Segment Start: Supplied data
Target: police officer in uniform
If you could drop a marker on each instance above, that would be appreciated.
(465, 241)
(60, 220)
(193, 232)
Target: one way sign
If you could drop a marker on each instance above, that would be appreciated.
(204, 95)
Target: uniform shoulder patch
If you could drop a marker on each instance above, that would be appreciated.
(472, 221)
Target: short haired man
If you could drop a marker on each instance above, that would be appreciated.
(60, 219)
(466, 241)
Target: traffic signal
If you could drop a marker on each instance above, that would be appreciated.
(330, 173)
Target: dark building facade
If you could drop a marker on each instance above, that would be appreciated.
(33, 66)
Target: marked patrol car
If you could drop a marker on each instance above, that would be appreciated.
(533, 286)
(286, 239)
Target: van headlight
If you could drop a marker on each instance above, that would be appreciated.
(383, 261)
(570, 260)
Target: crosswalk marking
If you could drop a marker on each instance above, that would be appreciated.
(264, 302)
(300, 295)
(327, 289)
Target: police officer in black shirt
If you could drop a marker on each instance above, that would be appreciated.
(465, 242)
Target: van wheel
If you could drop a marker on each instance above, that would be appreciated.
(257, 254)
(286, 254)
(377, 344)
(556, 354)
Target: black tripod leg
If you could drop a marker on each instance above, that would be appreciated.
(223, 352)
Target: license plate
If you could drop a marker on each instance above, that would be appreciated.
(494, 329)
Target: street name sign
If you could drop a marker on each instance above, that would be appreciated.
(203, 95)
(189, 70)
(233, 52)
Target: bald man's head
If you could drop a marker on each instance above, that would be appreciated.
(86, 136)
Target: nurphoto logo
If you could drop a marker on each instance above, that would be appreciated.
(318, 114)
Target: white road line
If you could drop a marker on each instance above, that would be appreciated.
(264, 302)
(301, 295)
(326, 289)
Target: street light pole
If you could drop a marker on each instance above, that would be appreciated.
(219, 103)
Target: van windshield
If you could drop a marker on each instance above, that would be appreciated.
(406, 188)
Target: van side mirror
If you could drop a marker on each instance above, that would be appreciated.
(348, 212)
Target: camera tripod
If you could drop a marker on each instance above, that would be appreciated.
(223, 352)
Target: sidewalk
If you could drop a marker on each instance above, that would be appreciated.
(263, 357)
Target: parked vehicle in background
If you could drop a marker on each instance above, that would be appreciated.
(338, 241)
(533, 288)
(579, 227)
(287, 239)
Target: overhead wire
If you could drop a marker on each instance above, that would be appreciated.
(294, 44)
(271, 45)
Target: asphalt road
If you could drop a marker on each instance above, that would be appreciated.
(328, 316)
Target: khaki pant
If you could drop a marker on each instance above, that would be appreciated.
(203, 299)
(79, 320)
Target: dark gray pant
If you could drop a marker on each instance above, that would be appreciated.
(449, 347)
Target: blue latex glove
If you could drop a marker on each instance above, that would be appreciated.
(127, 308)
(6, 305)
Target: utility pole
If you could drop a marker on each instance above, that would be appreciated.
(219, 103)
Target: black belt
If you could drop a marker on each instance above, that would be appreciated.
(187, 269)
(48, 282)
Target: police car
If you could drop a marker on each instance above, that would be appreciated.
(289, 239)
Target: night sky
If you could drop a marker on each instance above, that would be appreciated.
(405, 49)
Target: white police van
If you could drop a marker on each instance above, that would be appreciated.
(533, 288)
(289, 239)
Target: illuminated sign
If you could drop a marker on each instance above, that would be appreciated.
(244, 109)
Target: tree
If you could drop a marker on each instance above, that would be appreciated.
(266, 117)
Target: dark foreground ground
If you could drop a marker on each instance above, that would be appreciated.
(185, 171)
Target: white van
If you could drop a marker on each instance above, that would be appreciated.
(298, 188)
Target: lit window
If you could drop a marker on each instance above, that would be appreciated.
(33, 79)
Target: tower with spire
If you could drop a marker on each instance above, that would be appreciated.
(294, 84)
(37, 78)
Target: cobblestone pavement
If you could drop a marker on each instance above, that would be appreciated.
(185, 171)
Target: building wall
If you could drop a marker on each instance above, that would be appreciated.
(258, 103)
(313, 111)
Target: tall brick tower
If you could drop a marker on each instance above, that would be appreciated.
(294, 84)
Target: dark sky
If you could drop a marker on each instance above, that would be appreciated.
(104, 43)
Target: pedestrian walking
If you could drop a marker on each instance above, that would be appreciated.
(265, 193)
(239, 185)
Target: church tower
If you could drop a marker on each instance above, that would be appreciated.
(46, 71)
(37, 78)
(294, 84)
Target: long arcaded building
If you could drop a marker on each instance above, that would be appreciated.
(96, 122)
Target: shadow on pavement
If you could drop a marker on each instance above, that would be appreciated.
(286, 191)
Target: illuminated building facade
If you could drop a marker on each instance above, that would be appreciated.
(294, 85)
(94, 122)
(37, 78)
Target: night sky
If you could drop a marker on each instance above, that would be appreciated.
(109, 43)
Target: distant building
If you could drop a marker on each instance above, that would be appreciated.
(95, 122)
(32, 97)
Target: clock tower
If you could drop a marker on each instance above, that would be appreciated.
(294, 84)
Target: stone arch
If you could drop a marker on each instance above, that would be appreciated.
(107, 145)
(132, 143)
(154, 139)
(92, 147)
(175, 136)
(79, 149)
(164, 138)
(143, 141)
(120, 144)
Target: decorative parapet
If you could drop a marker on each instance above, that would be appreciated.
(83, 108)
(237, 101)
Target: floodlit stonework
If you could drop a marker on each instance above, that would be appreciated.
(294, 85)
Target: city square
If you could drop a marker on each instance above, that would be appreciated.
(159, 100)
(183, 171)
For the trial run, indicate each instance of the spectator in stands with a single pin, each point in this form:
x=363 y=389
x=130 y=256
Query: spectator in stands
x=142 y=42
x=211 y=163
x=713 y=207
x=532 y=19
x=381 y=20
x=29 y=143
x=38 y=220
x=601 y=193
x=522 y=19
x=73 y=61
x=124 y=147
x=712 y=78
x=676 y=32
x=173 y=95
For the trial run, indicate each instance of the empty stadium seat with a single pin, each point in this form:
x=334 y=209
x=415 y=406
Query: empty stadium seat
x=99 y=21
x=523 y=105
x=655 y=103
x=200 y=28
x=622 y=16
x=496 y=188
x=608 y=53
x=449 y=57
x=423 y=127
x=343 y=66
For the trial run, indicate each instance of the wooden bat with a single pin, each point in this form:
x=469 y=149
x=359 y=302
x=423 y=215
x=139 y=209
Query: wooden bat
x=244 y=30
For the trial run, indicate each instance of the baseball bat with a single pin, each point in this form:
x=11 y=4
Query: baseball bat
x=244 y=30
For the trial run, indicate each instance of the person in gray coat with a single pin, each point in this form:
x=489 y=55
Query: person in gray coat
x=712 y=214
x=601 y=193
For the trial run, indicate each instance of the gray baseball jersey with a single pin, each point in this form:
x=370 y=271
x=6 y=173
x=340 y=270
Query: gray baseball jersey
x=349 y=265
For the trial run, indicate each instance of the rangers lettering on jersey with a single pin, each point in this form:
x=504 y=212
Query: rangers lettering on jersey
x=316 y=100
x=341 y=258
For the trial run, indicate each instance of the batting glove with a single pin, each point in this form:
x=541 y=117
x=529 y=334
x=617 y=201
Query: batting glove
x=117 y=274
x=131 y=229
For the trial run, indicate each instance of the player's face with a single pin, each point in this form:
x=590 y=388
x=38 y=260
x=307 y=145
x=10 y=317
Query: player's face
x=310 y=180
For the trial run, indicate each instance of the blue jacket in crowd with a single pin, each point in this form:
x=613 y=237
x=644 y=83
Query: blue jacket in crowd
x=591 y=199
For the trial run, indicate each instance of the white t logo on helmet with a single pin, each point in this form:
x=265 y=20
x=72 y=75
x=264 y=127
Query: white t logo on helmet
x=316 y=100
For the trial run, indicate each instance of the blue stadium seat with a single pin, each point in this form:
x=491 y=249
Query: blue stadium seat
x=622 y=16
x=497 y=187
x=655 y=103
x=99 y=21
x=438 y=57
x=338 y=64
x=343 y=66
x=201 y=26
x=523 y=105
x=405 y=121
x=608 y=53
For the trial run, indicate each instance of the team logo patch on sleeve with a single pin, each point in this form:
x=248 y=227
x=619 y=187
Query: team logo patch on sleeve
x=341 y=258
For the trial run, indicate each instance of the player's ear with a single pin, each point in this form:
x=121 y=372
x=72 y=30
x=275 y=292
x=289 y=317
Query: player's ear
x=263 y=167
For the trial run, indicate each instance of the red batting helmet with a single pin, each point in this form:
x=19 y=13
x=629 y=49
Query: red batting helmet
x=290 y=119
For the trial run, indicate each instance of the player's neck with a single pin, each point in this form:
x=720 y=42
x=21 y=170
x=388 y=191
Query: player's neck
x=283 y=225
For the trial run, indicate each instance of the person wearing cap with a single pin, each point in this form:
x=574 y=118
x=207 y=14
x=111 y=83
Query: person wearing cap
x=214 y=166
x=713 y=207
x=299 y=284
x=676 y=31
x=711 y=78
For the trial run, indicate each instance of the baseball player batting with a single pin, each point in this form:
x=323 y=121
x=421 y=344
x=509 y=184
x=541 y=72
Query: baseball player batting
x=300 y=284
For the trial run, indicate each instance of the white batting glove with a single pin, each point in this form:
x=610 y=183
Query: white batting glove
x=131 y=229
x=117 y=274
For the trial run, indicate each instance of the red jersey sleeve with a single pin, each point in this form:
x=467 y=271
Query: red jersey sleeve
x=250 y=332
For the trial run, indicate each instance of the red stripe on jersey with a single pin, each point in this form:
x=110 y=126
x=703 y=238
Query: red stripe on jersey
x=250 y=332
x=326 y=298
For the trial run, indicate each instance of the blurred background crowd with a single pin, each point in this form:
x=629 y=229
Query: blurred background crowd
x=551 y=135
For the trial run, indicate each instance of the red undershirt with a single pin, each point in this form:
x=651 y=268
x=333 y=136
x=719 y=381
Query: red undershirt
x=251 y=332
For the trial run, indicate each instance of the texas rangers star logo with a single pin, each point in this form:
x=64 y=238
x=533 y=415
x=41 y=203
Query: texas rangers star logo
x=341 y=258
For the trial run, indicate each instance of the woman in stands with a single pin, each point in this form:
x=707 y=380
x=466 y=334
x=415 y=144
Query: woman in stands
Segment End: Supplied data
» **Aim of the exercise**
Return exactly the lines that run from the top of the listing above to the line containing "Target: white road line", please, keeping both end lines and leaving out everything else.

» **Problem solution**
Target: police officer in uniform
If you could drop a marker on each instance above, that would be appreciated.
(465, 241)
(60, 220)
(193, 232)
Target: one way sign
If you could drop a marker on each instance above, that would be appreciated.
(204, 95)
Target: uniform shoulder patch
If you could drop a marker on each instance above, that would be appreciated.
(472, 221)
Target: short haired man
If you could drop a marker on each instance above, that would be appreciated.
(60, 219)
(466, 241)
Target: traffic signal
If you could drop a marker on each instance above, that would be appreciated.
(330, 173)
Target: dark building facade
If you could drop a marker on each instance above, that would be appreciated.
(33, 66)
Target: marked patrol car
If you could drop a marker on each instance above, that would be appreciated.
(533, 286)
(286, 239)
Target: van headlight
If you could drop a marker on each instance above, that would be appreciated.
(383, 261)
(570, 260)
Target: crosswalk marking
If you could drop a marker on each instance above, that would be appreciated.
(264, 302)
(300, 295)
(327, 289)
Target: police officer in black shirt
If you could drop a marker on each instance above, that would be appreciated.
(465, 242)
Target: van wheel
If you could drop a marker on each instance above, that would be appreciated.
(257, 254)
(286, 254)
(377, 344)
(556, 354)
Target: black tripod leg
If you could drop a marker on each instance above, that would be appreciated.
(223, 352)
Target: license plate
If you could drop a marker on each instance above, that would be appreciated.
(494, 329)
Target: street name sign
If you could drop a marker on each instance above, that would be appreciated.
(203, 95)
(189, 70)
(233, 52)
Target: bald man's head
If you could drop a marker on each instance above, that would be appreciated.
(86, 136)
Target: nurphoto logo
If you could drop a marker on each instance above, that would be appreciated.
(318, 114)
Target: white road line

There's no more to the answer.